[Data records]

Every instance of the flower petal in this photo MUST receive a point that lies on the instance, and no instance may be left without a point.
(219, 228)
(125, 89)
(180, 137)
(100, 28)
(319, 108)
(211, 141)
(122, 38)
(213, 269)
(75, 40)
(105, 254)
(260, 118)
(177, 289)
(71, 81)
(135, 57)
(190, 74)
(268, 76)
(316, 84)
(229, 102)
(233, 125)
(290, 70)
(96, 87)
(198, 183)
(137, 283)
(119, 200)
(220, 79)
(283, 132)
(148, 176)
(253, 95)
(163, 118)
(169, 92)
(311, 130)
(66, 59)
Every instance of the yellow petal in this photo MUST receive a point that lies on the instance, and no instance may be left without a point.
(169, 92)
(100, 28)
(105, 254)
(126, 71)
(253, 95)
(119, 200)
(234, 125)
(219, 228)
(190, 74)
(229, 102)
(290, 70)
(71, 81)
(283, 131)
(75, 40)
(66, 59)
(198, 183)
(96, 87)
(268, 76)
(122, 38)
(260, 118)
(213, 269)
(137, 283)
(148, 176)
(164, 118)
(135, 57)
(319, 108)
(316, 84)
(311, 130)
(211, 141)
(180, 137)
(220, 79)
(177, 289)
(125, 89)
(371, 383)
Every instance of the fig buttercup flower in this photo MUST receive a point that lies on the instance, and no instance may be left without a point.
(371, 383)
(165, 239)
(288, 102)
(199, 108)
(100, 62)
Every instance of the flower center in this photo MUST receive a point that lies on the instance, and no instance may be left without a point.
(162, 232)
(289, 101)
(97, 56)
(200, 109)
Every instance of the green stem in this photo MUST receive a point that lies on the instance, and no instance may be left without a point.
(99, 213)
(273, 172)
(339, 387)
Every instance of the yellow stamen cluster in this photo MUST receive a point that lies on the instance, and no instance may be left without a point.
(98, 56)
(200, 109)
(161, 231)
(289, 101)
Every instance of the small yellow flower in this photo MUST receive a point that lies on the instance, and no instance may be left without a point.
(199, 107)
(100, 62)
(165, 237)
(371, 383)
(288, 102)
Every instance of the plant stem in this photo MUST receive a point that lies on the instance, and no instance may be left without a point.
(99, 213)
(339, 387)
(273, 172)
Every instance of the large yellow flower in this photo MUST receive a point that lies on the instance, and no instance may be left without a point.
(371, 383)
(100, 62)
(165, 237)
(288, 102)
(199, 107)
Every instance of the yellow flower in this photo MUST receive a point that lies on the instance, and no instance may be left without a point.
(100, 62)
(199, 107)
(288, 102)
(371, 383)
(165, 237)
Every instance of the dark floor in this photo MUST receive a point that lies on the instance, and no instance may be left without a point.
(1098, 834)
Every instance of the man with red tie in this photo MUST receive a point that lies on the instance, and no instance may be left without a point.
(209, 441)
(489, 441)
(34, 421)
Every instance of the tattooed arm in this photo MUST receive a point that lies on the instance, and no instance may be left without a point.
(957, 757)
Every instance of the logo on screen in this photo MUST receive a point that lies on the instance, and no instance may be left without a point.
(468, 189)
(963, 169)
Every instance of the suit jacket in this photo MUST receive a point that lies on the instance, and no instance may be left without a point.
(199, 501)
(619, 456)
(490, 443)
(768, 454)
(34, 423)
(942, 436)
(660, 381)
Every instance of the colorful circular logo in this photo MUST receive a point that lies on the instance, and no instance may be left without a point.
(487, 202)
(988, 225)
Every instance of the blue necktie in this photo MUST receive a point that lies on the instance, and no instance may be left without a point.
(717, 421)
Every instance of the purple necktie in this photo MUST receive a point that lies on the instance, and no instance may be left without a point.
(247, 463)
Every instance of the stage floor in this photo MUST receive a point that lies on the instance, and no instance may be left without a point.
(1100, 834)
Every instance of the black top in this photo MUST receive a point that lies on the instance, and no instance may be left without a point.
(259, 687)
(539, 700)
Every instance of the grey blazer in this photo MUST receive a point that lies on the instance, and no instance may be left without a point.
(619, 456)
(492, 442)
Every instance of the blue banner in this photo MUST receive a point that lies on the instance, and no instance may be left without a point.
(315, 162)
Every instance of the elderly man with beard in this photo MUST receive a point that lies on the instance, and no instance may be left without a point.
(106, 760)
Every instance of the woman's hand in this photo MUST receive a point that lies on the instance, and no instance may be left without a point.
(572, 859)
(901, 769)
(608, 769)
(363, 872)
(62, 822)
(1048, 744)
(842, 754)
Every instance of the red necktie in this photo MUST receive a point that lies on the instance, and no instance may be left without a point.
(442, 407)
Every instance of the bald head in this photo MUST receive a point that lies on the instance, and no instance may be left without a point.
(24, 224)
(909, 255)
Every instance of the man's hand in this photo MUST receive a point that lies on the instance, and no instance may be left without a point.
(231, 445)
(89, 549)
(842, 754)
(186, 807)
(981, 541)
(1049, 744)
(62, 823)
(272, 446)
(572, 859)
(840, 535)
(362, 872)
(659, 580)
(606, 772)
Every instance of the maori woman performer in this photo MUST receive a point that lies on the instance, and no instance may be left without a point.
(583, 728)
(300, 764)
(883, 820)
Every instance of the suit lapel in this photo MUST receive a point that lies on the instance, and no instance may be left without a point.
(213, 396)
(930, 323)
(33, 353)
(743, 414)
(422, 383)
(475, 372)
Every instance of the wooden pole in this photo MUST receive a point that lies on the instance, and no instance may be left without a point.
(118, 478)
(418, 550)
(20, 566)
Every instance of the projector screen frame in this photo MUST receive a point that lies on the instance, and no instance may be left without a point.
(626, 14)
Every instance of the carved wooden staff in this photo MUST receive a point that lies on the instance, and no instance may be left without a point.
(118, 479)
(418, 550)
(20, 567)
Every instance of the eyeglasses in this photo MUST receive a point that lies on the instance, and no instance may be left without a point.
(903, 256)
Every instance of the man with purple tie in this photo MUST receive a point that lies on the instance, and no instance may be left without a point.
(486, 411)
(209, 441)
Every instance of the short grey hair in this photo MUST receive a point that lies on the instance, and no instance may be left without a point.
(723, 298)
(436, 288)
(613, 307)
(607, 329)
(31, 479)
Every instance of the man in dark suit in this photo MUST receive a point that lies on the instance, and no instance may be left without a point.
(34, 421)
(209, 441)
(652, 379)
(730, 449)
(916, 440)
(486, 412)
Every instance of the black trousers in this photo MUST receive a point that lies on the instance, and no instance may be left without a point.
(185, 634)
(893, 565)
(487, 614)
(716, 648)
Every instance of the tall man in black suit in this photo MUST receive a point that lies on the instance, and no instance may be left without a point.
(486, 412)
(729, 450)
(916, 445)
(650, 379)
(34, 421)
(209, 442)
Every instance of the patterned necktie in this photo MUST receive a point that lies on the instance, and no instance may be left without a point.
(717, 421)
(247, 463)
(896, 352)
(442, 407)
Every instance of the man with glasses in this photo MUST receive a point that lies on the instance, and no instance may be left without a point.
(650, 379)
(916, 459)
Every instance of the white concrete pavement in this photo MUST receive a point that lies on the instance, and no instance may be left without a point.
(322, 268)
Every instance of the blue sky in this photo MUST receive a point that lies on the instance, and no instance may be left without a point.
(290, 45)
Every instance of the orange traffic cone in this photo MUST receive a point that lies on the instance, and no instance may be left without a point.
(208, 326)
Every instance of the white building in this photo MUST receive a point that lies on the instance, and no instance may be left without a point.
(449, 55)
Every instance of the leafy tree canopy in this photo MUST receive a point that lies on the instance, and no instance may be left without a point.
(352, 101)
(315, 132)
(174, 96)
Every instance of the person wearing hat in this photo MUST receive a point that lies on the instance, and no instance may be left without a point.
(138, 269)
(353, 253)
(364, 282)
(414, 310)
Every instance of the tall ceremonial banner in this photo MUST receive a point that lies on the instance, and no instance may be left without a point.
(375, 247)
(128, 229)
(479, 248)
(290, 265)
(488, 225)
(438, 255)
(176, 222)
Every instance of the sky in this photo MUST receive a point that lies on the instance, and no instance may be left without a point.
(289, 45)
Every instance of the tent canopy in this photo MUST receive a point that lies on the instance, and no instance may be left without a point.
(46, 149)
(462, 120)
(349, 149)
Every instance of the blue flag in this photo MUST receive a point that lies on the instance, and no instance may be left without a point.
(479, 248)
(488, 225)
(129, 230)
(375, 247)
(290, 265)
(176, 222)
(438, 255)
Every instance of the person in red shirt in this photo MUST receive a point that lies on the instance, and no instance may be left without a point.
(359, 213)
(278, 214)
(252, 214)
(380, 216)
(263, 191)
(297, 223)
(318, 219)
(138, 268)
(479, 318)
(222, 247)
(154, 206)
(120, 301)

Instruction: Repeat exactly the lines from the line containing "Every instance of the white building" through the last line of the records above, including both, and nothing else.

Written response:
Every instance of the white building in this photo MUST receive a point that lies on the instance, and no instance may be left without a point.
(449, 55)
Every instance of the leafy tree canopy in this photo MUST receive a point that lies on the instance, and no instance may be left without a point.
(352, 101)
(315, 132)
(174, 96)
Every instance of the person wearing hat in this photo MUST receive a point that lies on the instance, and no instance may be left without a point.
(138, 269)
(353, 253)
(364, 282)
(414, 310)
Every instance of the tall ceremonial banner in this photo MUST receive a point that lies on the instance, and no instance may be left without a point.
(375, 247)
(128, 229)
(479, 248)
(290, 265)
(488, 225)
(438, 255)
(176, 222)
Every instance of the sky in this photo MUST receive a point that lies on the instance, and no instance may be left without a point.
(289, 45)
Every instance of the tent canopy in this photo MUST receive a point that lies on the instance, and no instance may be left without a point.
(46, 149)
(462, 120)
(349, 149)
Every instance of the blue flag in this photo MUST receive a point that lies on the instance, and no instance may be left without a point.
(479, 248)
(488, 225)
(129, 230)
(375, 247)
(290, 265)
(176, 222)
(438, 255)
Every instance of the person in red shirt in this photo MUST receive a point that lies on the instance, and no instance may be left without a point.
(359, 213)
(278, 214)
(252, 214)
(380, 216)
(263, 191)
(297, 223)
(318, 219)
(138, 268)
(479, 318)
(222, 247)
(154, 206)
(120, 301)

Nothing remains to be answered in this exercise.